DOCUMENT PASSAGE:
>> START

Ah, Barbados. Heaven on earth … So many great things about this cozy little island near the equator. The people, the salt in the air, the food, the sun, the sand, the ocean… it is just incredible. My family has been going to the island long since before I was born, in fact my mom and dad used to go there quite a bit after they got married. I joke with my mother because she should have bought a place down there decades ago when she first started going, we would’ve had a place to call our own by now. Heck, my mom is practically native – she attends functions at the Prime Minister’s residence because she travels just so frequently to Barbados!
I had my first taste of the island back when I was about 12 or 13. We had gone on a Caribbean cruise that hit St. Thomas, St. Maarten, Dominica, Martinique and of course, Barbados. Since then, I’ve been back about 8 times now and it is my favorite island in the Caribbean. We usually head down every year or two, but my mother is fortunate enough to travel to Barbados maybe two to four times annually, which isn’t too shabby at all if you ask me. I’m still trying to find a way to fit into her luggage without going over the weight restrictions, just so I can tag along with her on every trip, but I digress, I am not less than 50 lbs.
So let’s get to it: If you’re just joining me, I published the first part of my Barbados 2016 series here. This second part in the series covers days 4 and 5 of our trip in July.
You may enjoy reading about my travels to Barbados, or perhaps you may not. Ultimately this is for me and for my memories and if you enjoy what I’m going to share with you, great, please stick around. If this is not your cup of tea, please feel free to click X on the top right hand corner and I will not be offended I promise you.

>> END

WRITTEN INSTRUCTION 1:
Find each line of the records that contains the word "bulb", and copy those lines out. Treat uppercase and lowercase letters as different.
The Barbados travel post and the records have no connection to each other.

MATERIAL FOR THE TASK:

>> START

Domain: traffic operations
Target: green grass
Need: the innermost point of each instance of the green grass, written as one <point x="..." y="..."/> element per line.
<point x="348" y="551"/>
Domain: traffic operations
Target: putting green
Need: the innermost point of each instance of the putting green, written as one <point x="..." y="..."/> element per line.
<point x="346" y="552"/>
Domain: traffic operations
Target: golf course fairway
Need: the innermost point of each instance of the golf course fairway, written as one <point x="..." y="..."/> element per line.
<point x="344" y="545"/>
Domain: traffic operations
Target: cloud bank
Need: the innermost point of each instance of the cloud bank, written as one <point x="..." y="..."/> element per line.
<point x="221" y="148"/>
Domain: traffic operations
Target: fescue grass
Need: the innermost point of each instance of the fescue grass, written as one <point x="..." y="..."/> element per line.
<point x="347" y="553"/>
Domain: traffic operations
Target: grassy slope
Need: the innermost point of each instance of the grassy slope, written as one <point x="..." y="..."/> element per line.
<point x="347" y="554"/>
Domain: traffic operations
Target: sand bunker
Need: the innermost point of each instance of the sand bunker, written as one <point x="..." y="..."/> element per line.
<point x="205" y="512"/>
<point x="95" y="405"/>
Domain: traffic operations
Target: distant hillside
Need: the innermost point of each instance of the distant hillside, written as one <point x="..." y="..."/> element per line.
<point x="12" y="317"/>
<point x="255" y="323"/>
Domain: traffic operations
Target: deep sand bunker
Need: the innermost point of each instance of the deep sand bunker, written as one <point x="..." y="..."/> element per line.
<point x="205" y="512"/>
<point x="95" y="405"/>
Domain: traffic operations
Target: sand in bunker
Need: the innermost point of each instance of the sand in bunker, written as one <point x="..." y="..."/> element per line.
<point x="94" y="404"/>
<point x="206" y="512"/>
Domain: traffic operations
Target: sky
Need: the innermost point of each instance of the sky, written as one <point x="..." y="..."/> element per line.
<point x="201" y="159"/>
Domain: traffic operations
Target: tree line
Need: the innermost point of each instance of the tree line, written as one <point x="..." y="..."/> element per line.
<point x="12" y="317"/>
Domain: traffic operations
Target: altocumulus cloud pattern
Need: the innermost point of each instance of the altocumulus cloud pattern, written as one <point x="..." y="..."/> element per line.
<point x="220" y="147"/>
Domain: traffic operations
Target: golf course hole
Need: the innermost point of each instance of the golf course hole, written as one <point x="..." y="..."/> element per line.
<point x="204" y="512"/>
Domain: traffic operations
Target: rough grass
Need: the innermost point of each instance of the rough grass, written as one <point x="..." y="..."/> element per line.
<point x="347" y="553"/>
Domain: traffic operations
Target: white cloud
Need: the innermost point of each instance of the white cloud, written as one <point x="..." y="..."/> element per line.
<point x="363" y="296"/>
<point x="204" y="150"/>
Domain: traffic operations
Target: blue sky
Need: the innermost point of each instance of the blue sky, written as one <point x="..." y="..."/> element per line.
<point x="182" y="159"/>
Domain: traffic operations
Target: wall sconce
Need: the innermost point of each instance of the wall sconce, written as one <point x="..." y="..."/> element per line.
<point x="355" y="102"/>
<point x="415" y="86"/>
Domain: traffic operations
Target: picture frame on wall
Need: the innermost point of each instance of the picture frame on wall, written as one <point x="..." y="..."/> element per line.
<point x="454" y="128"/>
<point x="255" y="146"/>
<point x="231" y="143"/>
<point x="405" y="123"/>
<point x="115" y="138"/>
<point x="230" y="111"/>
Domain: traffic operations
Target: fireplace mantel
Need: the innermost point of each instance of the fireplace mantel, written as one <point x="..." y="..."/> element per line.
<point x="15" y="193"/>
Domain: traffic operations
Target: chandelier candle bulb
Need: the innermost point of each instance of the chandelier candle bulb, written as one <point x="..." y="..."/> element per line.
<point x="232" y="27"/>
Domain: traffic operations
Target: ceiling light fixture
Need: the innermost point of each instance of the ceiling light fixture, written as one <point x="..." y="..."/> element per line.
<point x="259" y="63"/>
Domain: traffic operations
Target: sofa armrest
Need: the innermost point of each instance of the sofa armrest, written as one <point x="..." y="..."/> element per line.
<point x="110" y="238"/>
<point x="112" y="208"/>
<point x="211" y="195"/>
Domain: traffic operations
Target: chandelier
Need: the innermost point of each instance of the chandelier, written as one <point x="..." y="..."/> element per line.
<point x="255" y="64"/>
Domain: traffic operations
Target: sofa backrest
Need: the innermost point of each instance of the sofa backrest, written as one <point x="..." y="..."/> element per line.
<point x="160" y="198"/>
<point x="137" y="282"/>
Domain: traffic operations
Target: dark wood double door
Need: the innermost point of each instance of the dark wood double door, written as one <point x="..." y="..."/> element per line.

>> END

WRITTEN INSTRUCTION 2:
Retype the Barbados travel post from "Ah, Barbados. Heaven" to "frequently to Barbados!" with no changes.

CORRECT RESULT 1:
Target: chandelier candle bulb
Need: the innermost point of each instance of the chandelier candle bulb, written as one <point x="..." y="..."/> element per line.

CORRECT RESULT 2:
Ah, Barbados. Heaven on earth … So many great things about this cozy little island near the equator. The people, the salt in the air, the food, the sun, the sand, the ocean… it is just incredible. My family has been going to the island long since before I was born, in fact my mom and dad used to go there quite a bit after they got married. I joke with my mother because she should have bought a place down there decades ago when she first started going, we would’ve had a place to call our own by now. Heck, my mom is practically native – she attends functions at the Prime Minister’s residence because she travels just so frequently to Barbados!